** Opening Records for the task block **
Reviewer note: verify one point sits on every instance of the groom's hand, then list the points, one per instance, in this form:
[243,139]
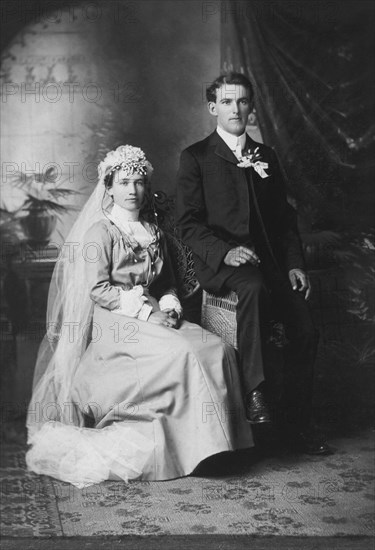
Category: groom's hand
[300,281]
[241,255]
** Closing Records for the task block **
# Problem description:
Repeat every entry exactly, but leave out the pictures.

# Problem solution:
Reviewer note: verify one point sits on every instance of the groom's hand, then list the points, one per instance, in this form:
[243,139]
Category: groom's hand
[300,281]
[241,255]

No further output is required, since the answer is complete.